> _EXERCISES TO COMPLETE_:
**1)** Name every title of a show, series or play that the Benny Hill article mentions.
**2)** Starting at the beginning of the entries and going on through the line with "positive clicks: (176, 239)", rewrite those lines with "rough mask" changed to "coarse mask" and nothing else altered. Omit the pictures.

> _PASSAGE SHOWN_:

The comedian, though, was indeed depressed. His executive producer, Don Taffner, said yesterday that Hill was suffering from melancholy in between the bouts of filming, dejected by the way he had been refused access to the airwaves in Britain - the victim of a prevailing political correctness.

The setting of Hill's last sketches is untypical, a bar on the South Street seaport in New York where many of the familiar music- hall style gags take place.

In another sketch he is chased by a bevy of young women, again a typical and admittedly flagging ending to his shows, but this time the park is Central Park. Ostracised by British television, Hill wrote and filmed his final sketches in New York. The comedian made two half-hour shows for American audiences a few months before his heart attack. The first, under the title, Benny Hill Unseen, will be shown tonight on ITV, the second next month.

Mr Taffner, the American television executive who produced the shows, said yesterday: 'Benny was very happy during the filming but terribly melancholy as soon as it had finished. He really felt hurt the way he was treated in the UK.'

The comedy in the last Benny Hill sketches is overall fairly typical of the visual gags of his later years, but there are throwbacks to the more intellectually inventive Hill. For his American audience he indulges in a parody of Tennessee Williams's A Streetcar Named Desire. He plays both the Marlon Brando and Vivien Leigh parts, with evident parodies of both. Again the humour is of the music hall variety. 'There's not even a lock on the lavatory.' 'What's the difference? There's nothing worth stealing.'

The television sketches were the first the comedian made outside the United Kingdom, and were intended for a series, Benny Hill's World Tour, which was never completed. These sketches take place in New York. Others were planned for Australia and the far east. In 1991, when the sketches were filmed, British television had made Hill an outcast.

> _THE INPUT_:
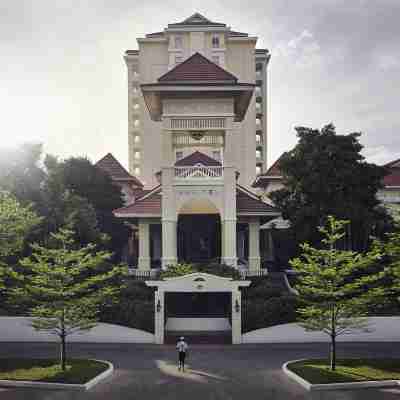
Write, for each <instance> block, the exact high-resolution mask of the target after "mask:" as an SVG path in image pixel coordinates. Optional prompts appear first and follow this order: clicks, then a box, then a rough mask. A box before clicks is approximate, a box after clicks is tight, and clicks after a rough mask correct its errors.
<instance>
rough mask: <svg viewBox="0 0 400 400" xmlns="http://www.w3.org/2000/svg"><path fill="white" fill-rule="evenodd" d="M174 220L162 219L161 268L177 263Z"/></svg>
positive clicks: (176, 239)
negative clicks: (167, 219) (161, 244)
mask: <svg viewBox="0 0 400 400" xmlns="http://www.w3.org/2000/svg"><path fill="white" fill-rule="evenodd" d="M176 247H177V239H176V221H171V220H163V221H162V252H163V254H162V268H163V269H166V268H167V267H168V265H174V264H176V263H177V251H176Z"/></svg>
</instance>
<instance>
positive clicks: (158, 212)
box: [114, 185, 279, 218]
mask: <svg viewBox="0 0 400 400" xmlns="http://www.w3.org/2000/svg"><path fill="white" fill-rule="evenodd" d="M161 203H162V196H161V187H160V186H157V187H156V188H154V189H153V190H151V191H150V192H149V193H147V194H145V195H144V196H143V197H141V198H139V199H137V200H136V201H135V203H133V204H130V205H128V206H126V207H122V208H119V209H117V210H114V214H115V216H117V217H126V218H129V217H132V218H135V217H140V216H154V217H161V210H162V209H161ZM236 207H237V214H238V215H257V216H263V215H271V214H276V215H278V214H279V213H278V211H277V210H276V209H275V208H273V207H271V206H270V205H268V204H266V203H264V202H263V201H262V200H260V198H259V197H258V196H257V195H255V194H254V193H252V192H250V191H248V190H247V189H245V188H243V187H242V186H240V185H237V189H236Z"/></svg>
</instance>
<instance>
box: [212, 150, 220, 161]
mask: <svg viewBox="0 0 400 400" xmlns="http://www.w3.org/2000/svg"><path fill="white" fill-rule="evenodd" d="M212 154H213V158H214V159H216V160H218V161H221V152H220V151H219V150H214V151H213V153H212Z"/></svg>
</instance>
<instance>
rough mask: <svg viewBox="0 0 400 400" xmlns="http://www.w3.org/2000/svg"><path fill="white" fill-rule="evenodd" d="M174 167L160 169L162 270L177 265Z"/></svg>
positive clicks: (176, 248) (168, 167) (176, 219)
mask: <svg viewBox="0 0 400 400" xmlns="http://www.w3.org/2000/svg"><path fill="white" fill-rule="evenodd" d="M174 173H175V170H174V167H164V168H163V169H162V178H161V184H162V268H163V269H165V268H166V267H167V266H168V265H173V264H176V263H177V238H176V234H177V233H176V225H177V216H176V204H175V187H174V185H173V183H174Z"/></svg>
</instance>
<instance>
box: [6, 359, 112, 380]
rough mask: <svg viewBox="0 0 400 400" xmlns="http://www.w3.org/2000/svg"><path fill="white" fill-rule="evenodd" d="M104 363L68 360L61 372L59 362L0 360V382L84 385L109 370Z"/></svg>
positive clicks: (81, 359)
mask: <svg viewBox="0 0 400 400" xmlns="http://www.w3.org/2000/svg"><path fill="white" fill-rule="evenodd" d="M109 367H110V365H109V364H108V363H106V362H102V361H96V360H84V359H70V360H68V361H67V368H66V370H65V371H62V369H61V367H60V366H59V360H55V359H28V358H27V359H24V358H1V359H0V385H1V381H15V382H16V383H17V382H21V381H24V382H26V381H29V382H38V383H39V382H41V383H61V384H77V385H84V384H86V383H87V382H89V381H91V380H93V379H94V378H96V377H97V376H99V375H101V374H103V373H104V372H106V371H107V370H108V369H109Z"/></svg>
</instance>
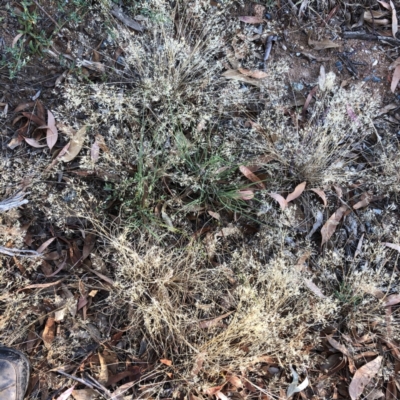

> _ANSWERS TO THE EXERCISE_:
**1)**
Benny Hill Unseen
A Streetcar Named Desire
Benny Hill's World Tour

**2)**
Write, for each <instance> block, the exact high-resolution mask of the target after "mask:" as an SVG path in image pixel coordinates. Optional prompts appear first and follow this order: clicks, then a box, then a coarse mask. A box before clicks is approximate, a box after clicks is tight, and clicks after a coarse mask correct its errors.
<instance>
coarse mask: <svg viewBox="0 0 400 400" xmlns="http://www.w3.org/2000/svg"><path fill="white" fill-rule="evenodd" d="M174 220L162 219L161 268L177 263Z"/></svg>
positive clicks: (176, 239)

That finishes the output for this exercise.